Written instruction: Write out exactly, with no other output, the lines below from the one that contains "Reviewer note: see that each instance of the green tree" through the end.

-- Begin Dataset extract --

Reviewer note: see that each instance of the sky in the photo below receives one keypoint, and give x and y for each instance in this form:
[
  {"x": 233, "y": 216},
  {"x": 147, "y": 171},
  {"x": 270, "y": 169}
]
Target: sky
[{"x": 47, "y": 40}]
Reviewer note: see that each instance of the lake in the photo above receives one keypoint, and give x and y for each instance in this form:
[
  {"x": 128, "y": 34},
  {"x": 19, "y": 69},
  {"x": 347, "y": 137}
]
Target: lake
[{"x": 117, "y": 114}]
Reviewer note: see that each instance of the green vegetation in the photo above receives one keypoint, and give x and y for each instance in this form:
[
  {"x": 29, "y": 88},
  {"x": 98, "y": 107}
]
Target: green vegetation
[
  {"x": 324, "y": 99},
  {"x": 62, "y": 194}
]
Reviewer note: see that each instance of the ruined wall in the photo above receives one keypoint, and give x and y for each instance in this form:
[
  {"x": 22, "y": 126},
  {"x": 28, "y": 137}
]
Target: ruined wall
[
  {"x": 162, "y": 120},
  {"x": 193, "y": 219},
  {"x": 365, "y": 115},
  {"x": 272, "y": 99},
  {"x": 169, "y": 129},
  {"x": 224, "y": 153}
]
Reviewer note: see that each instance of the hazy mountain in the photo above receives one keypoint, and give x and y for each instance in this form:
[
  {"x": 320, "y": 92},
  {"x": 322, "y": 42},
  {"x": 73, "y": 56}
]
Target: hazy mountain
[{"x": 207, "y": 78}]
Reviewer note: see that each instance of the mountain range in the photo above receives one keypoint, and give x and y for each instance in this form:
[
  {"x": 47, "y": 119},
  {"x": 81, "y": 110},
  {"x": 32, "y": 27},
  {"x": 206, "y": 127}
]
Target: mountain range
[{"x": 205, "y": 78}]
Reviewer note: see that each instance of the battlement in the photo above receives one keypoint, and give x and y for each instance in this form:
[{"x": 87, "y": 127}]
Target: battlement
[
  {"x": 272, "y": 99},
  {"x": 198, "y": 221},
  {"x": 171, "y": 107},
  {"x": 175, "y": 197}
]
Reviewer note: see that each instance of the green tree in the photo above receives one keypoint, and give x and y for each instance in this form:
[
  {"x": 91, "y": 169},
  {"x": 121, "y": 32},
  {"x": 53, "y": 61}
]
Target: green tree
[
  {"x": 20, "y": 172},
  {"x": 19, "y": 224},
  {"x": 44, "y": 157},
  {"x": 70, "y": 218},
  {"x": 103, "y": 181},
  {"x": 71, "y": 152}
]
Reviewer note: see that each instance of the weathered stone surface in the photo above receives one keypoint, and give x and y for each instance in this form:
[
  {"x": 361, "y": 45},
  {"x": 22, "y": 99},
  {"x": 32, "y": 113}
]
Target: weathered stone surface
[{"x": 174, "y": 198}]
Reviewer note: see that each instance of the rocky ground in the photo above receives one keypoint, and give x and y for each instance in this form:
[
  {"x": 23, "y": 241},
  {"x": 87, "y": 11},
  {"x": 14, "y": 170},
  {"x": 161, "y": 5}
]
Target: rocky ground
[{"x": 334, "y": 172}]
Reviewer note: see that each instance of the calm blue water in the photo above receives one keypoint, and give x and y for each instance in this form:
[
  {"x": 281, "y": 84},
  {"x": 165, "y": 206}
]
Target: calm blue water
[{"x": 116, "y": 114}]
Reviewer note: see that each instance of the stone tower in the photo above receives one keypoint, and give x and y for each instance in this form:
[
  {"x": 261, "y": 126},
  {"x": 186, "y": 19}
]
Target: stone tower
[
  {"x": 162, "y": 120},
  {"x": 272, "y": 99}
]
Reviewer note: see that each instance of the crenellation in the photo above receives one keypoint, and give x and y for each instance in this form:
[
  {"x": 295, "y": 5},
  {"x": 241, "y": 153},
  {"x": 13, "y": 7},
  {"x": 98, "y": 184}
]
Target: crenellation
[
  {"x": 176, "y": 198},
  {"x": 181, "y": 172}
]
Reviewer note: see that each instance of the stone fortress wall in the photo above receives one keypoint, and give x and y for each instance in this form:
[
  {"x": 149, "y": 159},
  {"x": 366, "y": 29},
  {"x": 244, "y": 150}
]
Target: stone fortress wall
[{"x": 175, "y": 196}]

-- End Dataset extract --

Response to the task:
Reviewer note: see that each instance of the green tree in the photo above receives one keypoint, and give x and y for each instance in this form:
[
  {"x": 91, "y": 169},
  {"x": 121, "y": 32},
  {"x": 53, "y": 61}
]
Target: green tree
[
  {"x": 20, "y": 172},
  {"x": 19, "y": 224},
  {"x": 44, "y": 157},
  {"x": 70, "y": 218},
  {"x": 103, "y": 181},
  {"x": 71, "y": 152}
]
Reviewer note: see that each instance of the weathered stone surface in the photo above receives one keypoint, and give x and y for each instance in this form:
[
  {"x": 361, "y": 45},
  {"x": 22, "y": 99},
  {"x": 32, "y": 113}
]
Target: weathered stone surface
[{"x": 174, "y": 198}]
Reviewer note: see that each instance of the rocky ground in the photo above receives one keypoint, and give x and y for each instance in this form:
[
  {"x": 23, "y": 241},
  {"x": 87, "y": 11},
  {"x": 14, "y": 170},
  {"x": 161, "y": 5}
]
Target: rocky ground
[{"x": 334, "y": 172}]
Reviewer note: see that each instance of the calm blue water in the photo above receives one keypoint, and give x and y for each instance in this form:
[
  {"x": 281, "y": 84},
  {"x": 165, "y": 206}
]
Target: calm blue water
[{"x": 116, "y": 114}]
Reviewer note: see that each instance of the stone tower in the photo above receives one keypoint, and give x and y for each instance in this form:
[
  {"x": 261, "y": 126},
  {"x": 186, "y": 19}
]
Target: stone tower
[
  {"x": 162, "y": 120},
  {"x": 272, "y": 99}
]
Reviewer note: see that each instance of the crenellation in the photo above receives one keypoint, and give x and y for each instance in this form:
[
  {"x": 295, "y": 5},
  {"x": 241, "y": 153},
  {"x": 13, "y": 7},
  {"x": 98, "y": 184}
]
Target: crenellation
[
  {"x": 176, "y": 198},
  {"x": 181, "y": 172}
]
Reviewer note: see that each instance of the stone fortress wall in the photo above receives one keypoint, and give x and y for each instance in this form:
[
  {"x": 149, "y": 159},
  {"x": 366, "y": 29},
  {"x": 244, "y": 150}
]
Target: stone fortress wall
[{"x": 175, "y": 196}]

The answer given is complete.